Rep. Carolyn Partridge, D-Windham, and chairwoman of the House Agriculture Committee, said she asked the group to meet and draft a proposed bill so any possible disputes between the interest groups could be resolved before her committee takes up the measure.

“I said I want all the stakeholders to basically participate in a process where you guys come up with a solution,” Partridge said.

The group came up with a standard that said an animal should have room to stand and turn around in its shelter; the formula in the bill for the size of a dog shelter is the distance from the tip of the nose to the base of the tail plus 6 inches, squared.

A draft of the bill says the shelter must “provide adequate protection from cold and heat, including protection from the direct rays of the sun and the direct effect of wind, rain, or snow. Shivering due to cold is evidence of inadequate shelter for any dog.”

- **DATASET ROWS**:
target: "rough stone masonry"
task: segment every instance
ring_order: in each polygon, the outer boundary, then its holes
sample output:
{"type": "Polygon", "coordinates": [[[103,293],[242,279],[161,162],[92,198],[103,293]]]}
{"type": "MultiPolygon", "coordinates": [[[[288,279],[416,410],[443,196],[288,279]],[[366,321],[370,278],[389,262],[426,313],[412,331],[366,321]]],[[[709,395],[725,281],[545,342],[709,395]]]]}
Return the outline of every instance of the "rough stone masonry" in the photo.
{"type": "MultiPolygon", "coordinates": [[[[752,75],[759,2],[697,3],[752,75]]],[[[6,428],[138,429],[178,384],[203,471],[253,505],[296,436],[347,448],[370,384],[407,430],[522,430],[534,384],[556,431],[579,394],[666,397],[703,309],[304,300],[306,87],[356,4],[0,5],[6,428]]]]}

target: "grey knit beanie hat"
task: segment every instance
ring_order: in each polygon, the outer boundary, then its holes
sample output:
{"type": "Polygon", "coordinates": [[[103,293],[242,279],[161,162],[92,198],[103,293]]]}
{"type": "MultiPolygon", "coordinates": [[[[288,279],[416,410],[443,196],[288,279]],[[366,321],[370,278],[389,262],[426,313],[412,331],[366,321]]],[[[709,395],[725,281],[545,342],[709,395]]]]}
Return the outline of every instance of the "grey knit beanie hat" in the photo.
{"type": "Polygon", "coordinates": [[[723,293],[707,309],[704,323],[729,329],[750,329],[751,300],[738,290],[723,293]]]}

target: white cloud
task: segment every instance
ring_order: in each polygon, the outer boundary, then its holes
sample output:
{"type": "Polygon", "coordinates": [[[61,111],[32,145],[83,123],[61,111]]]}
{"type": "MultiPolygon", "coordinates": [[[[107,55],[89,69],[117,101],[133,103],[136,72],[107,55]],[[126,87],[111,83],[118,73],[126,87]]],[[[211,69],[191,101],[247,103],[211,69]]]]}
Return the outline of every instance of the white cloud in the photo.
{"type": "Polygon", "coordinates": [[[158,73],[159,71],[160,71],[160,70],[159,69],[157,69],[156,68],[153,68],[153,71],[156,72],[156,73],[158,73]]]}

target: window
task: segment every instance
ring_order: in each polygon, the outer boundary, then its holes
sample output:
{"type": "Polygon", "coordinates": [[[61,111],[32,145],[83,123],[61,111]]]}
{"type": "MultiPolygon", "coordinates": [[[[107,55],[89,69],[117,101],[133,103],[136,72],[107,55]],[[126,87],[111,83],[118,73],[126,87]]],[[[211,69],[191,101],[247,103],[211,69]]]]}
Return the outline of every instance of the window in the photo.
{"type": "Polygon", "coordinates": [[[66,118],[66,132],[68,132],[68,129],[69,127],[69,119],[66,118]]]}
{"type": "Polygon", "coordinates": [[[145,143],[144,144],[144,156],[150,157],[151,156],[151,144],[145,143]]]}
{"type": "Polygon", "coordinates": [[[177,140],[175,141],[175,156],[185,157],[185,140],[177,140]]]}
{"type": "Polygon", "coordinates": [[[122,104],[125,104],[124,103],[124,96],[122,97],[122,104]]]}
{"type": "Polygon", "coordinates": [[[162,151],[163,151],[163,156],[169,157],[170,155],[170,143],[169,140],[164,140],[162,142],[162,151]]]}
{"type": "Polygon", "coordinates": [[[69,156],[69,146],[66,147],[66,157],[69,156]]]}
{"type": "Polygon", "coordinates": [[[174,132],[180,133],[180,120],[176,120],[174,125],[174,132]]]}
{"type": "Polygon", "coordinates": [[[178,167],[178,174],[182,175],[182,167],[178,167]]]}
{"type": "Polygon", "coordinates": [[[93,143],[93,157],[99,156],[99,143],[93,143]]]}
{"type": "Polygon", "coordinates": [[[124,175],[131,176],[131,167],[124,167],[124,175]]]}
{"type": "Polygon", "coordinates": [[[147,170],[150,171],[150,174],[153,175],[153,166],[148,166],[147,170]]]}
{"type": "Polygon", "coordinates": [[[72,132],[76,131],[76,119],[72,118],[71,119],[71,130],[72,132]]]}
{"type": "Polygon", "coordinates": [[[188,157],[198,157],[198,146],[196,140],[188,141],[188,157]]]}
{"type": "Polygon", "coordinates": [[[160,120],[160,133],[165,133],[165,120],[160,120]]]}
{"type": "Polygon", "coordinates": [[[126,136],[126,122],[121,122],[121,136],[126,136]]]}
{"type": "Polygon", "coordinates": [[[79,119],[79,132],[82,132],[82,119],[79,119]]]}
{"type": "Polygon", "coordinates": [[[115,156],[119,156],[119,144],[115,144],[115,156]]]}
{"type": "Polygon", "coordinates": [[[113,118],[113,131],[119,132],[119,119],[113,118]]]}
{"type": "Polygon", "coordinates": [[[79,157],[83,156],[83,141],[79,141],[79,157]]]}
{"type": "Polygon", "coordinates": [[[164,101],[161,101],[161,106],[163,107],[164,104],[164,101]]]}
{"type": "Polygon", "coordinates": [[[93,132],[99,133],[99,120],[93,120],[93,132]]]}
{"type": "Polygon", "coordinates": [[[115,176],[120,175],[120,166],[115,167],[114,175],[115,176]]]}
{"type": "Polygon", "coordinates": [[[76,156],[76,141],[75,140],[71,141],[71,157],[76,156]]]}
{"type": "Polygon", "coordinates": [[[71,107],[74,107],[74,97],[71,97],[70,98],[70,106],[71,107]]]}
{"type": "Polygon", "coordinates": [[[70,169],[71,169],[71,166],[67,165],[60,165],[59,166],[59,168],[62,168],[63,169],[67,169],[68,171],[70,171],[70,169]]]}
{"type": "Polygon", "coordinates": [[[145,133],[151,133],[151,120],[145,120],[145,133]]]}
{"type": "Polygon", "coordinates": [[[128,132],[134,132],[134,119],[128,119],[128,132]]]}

- **PARTS OF THE EXERCISE**:
a - Translate this sentence from the article on the dog shelter bill into Spanish: "Shivering due to cold is evidence of inadequate shelter for any dog."
b - Carry the article on the dog shelter bill forward from its last sentence with a further paragraph or two.
The listing has no connection to the article on the dog shelter bill.

- **RESPONSES TO THE TASKS**:
a - Tiritar a causa del frío es prueba de un refugio inadecuado para cualquier perro.

b -
Shelters for cats are required to be at least 2 feet high and, for cats over 2 months old, have floor space of at least 9 square feet.

One challenge was to write legislation applicable to all breeds, said Steve McLeod of the Vermont Traditions Coalition, which represents hunters, among others. McLeod was not on the task force but has followed its work.

“Hound dogs are different from poodles, and Alaskan huskies are different from hound dogs,” in both cold tolerance and the size of enclosure they need, he said.